[start of Given records]

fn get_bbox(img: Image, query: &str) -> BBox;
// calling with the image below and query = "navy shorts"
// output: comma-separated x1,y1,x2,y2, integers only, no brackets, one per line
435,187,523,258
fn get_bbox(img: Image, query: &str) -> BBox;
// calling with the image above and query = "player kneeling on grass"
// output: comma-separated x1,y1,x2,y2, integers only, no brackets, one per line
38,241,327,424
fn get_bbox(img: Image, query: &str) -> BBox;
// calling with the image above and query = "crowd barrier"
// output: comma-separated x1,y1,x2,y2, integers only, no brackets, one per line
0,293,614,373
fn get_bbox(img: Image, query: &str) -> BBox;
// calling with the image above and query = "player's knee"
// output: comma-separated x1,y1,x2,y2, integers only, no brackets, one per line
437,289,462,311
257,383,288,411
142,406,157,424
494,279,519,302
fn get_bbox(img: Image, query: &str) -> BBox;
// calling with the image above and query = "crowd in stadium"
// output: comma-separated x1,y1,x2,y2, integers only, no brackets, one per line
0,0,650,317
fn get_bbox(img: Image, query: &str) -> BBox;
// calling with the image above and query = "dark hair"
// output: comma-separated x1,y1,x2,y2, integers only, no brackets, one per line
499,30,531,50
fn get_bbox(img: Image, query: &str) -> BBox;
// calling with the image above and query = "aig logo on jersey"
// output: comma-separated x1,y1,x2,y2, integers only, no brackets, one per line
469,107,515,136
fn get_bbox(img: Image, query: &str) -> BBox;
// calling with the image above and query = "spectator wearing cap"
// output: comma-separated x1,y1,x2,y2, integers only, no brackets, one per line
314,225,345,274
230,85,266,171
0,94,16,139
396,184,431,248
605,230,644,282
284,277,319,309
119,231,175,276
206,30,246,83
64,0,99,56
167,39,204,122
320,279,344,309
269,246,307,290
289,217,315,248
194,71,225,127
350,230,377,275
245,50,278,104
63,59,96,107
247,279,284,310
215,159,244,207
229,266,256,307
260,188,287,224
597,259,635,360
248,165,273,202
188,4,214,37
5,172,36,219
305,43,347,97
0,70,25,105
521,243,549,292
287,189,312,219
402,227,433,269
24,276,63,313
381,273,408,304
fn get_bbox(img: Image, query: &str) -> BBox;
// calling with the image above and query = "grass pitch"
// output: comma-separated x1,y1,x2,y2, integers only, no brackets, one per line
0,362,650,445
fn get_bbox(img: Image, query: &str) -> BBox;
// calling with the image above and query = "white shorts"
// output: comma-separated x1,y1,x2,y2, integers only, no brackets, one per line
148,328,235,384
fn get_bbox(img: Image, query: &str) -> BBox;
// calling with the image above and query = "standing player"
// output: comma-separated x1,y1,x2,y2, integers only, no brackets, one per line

[end of Given records]

◆ Objective
Can you retype the data above, starting at its first line and ending with the line containing "0,293,614,373", including both of those lines?

◆ Reply to the exercise
fn get_bbox(img: Image, query: &str) -> BBox;
// calling with the image below and query = "navy shorts"
// output: comma-separated x1,y1,x2,y2, integers only, no brackets, one per line
435,187,523,258
fn get_bbox(img: Image, query: &str) -> BBox;
// calling with the image above and query = "player kneeling on grass"
// output: comma-separated x1,y1,x2,y2, integers only, no brackets, one per line
38,241,327,424
fn get_bbox(img: Image, query: &str) -> BBox;
// calling with the image above and query = "crowd barrier"
// output: comma-separated x1,y1,x2,y2, integers only, no brackets, one per line
0,293,614,373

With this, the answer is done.